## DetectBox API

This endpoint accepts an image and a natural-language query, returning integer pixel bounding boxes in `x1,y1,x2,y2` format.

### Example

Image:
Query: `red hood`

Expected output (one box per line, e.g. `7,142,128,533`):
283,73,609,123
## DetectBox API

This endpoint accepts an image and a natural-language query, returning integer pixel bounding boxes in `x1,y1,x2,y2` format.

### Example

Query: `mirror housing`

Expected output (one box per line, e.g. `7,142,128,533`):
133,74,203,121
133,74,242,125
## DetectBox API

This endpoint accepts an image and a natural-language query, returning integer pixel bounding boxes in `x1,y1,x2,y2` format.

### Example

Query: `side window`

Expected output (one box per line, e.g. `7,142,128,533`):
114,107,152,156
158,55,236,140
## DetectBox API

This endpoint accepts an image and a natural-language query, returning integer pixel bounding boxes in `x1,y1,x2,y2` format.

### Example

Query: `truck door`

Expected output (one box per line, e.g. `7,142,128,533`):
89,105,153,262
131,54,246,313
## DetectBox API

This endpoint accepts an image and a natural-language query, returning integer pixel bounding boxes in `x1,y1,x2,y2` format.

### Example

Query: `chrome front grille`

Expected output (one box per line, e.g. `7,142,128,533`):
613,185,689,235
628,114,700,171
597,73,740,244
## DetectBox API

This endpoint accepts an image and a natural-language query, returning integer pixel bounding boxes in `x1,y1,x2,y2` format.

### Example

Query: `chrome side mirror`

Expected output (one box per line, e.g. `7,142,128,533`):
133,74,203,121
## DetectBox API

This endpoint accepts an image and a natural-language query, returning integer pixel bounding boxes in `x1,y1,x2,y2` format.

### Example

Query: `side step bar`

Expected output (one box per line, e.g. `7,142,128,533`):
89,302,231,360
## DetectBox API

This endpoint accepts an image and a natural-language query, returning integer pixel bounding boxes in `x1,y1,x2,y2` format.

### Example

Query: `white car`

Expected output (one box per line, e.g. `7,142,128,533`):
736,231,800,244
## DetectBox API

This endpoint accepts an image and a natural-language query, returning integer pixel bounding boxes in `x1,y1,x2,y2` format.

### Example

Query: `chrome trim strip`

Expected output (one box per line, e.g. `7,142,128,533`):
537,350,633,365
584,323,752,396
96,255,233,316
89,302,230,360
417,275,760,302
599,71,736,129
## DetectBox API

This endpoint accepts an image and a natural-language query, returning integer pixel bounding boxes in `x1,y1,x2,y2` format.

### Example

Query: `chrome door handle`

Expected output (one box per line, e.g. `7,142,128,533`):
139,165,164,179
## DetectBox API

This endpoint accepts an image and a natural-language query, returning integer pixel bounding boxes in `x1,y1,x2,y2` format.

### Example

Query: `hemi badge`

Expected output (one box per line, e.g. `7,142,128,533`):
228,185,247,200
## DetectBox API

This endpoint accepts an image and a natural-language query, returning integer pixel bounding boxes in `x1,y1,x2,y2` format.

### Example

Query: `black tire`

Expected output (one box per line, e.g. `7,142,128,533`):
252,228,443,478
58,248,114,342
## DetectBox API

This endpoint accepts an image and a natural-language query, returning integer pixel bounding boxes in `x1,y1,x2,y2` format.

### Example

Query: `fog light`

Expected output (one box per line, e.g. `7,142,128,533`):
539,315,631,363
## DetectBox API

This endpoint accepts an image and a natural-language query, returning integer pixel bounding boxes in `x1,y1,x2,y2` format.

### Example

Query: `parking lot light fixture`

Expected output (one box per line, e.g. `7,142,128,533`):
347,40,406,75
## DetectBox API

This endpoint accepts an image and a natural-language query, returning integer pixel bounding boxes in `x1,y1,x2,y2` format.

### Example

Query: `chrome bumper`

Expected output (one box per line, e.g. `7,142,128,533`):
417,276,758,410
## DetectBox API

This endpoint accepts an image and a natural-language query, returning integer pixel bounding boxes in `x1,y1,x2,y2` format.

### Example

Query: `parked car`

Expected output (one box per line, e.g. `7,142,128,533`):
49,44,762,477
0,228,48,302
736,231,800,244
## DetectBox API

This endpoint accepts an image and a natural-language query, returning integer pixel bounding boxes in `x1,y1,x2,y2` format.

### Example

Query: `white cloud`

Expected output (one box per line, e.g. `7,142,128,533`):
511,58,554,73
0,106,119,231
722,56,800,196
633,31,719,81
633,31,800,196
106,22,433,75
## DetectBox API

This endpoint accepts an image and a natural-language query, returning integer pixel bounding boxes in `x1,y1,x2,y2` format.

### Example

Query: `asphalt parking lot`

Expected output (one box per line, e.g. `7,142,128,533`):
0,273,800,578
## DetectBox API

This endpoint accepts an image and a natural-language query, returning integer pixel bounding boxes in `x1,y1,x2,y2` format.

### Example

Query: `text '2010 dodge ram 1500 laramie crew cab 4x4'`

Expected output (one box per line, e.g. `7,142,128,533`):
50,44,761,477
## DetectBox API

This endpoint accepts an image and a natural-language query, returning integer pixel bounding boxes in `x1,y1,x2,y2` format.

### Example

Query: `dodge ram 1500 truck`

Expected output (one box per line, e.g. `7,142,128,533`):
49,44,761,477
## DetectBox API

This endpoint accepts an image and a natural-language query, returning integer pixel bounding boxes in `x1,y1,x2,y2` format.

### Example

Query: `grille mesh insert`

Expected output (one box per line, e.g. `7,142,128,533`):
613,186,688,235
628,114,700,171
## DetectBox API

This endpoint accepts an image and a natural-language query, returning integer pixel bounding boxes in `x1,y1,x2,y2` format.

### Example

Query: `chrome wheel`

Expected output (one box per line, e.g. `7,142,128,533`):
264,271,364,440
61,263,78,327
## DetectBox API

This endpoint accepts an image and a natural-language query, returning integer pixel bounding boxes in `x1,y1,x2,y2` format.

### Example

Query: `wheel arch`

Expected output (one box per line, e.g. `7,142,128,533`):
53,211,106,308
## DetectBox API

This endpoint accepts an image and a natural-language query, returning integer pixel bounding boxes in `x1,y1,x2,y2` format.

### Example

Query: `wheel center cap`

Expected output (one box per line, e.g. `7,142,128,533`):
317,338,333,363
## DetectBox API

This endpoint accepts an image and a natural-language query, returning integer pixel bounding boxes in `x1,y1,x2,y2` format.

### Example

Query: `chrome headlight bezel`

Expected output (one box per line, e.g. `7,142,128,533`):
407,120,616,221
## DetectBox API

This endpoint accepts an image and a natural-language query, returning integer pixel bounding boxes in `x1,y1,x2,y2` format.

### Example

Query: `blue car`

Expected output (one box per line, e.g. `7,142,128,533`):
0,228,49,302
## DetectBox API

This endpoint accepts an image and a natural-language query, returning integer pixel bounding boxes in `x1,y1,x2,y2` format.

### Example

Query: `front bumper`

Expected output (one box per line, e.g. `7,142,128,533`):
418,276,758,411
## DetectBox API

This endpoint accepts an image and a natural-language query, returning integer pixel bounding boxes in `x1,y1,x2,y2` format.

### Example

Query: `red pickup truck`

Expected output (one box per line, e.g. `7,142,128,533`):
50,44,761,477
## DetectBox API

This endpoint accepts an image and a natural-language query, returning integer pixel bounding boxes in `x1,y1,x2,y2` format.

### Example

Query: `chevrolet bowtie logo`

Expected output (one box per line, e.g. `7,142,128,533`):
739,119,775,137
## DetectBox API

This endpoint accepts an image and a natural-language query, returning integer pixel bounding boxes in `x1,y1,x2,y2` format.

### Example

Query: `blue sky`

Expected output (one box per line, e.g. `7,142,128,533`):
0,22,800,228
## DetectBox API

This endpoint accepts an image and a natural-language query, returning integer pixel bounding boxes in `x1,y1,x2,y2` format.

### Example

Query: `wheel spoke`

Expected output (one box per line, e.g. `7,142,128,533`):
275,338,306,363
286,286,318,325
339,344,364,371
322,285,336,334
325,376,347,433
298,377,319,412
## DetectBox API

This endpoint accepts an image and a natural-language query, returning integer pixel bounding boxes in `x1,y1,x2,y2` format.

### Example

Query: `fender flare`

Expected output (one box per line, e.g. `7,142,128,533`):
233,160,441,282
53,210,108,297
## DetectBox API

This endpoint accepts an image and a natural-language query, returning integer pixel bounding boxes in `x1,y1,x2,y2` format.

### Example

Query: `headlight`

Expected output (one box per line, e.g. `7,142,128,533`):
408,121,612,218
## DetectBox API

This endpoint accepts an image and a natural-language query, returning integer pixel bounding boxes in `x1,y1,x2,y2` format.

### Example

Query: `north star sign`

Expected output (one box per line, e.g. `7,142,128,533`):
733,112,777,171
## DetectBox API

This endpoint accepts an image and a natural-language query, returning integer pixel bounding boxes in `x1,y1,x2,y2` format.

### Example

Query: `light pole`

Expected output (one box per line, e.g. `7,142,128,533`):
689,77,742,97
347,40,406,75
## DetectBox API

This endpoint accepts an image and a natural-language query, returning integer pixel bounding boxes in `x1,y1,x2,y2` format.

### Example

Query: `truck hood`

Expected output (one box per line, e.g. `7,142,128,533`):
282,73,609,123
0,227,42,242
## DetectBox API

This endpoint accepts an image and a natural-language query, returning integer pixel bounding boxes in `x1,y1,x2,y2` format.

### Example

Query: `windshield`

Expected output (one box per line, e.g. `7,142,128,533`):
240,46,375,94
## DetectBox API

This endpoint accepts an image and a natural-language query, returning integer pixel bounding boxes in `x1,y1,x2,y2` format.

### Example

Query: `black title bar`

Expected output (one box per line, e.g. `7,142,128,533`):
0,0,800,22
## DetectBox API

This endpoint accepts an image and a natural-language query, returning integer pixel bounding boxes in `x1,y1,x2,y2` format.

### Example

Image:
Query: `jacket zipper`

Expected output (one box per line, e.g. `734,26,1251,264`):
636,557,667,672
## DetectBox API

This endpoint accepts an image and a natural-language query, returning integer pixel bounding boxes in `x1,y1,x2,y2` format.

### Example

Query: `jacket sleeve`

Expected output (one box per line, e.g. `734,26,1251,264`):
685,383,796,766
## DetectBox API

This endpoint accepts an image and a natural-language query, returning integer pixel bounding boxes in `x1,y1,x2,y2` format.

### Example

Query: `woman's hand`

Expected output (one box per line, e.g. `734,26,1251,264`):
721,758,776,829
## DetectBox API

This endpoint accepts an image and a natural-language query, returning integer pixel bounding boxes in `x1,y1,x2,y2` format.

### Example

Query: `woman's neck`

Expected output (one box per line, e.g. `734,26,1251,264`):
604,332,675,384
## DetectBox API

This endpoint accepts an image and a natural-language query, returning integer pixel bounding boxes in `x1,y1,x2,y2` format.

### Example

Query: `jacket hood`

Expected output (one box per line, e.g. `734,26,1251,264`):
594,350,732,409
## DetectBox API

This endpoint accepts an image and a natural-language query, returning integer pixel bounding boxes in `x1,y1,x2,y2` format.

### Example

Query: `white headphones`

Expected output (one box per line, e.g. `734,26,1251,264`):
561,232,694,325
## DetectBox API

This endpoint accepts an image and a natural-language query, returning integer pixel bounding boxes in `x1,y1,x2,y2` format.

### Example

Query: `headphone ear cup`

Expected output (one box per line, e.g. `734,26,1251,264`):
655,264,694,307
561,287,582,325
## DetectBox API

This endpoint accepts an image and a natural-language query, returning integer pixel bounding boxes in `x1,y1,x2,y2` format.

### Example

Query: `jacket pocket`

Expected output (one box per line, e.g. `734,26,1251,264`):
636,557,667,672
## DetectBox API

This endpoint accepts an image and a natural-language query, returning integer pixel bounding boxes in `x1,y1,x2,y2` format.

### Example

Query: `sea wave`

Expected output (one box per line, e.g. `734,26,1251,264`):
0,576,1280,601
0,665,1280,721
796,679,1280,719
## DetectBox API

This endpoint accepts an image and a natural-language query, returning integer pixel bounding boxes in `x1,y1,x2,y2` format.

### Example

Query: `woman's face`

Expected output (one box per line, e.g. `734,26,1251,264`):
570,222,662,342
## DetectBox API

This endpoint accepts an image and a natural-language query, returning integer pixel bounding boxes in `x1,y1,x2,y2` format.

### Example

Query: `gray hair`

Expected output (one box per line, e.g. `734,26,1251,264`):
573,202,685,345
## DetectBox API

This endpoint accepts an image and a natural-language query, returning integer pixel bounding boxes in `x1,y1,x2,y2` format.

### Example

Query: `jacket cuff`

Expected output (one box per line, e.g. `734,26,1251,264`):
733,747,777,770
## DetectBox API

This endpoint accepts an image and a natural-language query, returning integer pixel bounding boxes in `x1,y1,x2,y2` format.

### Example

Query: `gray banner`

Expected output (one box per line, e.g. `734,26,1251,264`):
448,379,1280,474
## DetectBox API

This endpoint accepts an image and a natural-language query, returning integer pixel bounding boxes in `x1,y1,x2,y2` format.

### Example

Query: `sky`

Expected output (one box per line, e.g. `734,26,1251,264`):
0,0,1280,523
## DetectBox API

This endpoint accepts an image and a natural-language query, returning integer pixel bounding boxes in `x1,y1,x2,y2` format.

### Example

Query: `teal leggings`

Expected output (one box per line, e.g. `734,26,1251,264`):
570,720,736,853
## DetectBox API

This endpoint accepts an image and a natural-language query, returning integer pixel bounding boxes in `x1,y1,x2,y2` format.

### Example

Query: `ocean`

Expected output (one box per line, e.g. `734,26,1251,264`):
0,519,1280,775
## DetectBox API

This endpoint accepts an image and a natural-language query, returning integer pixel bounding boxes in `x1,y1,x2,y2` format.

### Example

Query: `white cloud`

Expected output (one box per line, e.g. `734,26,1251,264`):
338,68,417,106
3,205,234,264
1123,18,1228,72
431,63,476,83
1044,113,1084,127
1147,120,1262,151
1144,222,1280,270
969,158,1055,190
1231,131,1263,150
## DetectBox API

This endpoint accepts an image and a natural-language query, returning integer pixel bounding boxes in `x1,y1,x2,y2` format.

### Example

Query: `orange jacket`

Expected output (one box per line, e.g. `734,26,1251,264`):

• [The task]: Copy the entries above word for word, from their very beginning through the line containing "89,302,231,360".

• [Answer below]:
## DetectBox API

This endpoint accepts an image and a natural-language query, returning integer pixel bounding boxes in `x1,y1,x2,y2` format.

### Example

Image:
Query: `red hood`

Expected output (one box per line, e.g. `7,142,128,533`):
283,73,609,123
## DetectBox API

This endpoint accepts an image and a natural-language query, returning integer pixel bounding boxes in `x1,y1,x2,y2` format.

### Example

Query: `mirror housing`

Expected output (one box per line, e.g. `7,142,128,533`):
133,74,203,121
133,74,242,125
## DetectBox API

This endpoint accepts an image and a natural-language query, returning integer pixel bounding boxes in `x1,y1,x2,y2` format.

### Example

Query: `side window`

Expected output (one box per line, e.g. `7,142,128,533`):
114,107,152,156
158,55,236,140
## DetectBox API

This endpoint accepts an image and a natural-language query, returning integer pixel bounding boxes in `x1,y1,x2,y2` format.

### Example

Query: `truck door`

Expected output (one box per line, e.g. `7,142,128,533`):
89,105,153,262
131,54,246,313
## DetectBox API

This endpoint accepts an image and a natural-language query, returning integer pixel bounding boxes in `x1,y1,x2,y2` format.

### Example

Query: `chrome front grille`

Expected output (one box per line, e.g. `7,142,128,533`):
613,185,689,235
628,114,700,171
597,73,740,244
## DetectBox API

This endpoint accepts an image and a natural-language query, returning integer pixel bounding boxes in `x1,y1,x2,y2` format.

### Example

Query: `chrome side mirror`

Expected output (one box per line, e.g. `7,142,128,533`):
133,74,203,121
## DetectBox API

This endpoint accepts an image and a natural-language query, returning integer pixel bounding boxes in `x1,y1,x2,y2` format.

### Example

Query: `side step bar`

Expected output (one box per line, e.g. `7,142,128,533`):
89,302,231,360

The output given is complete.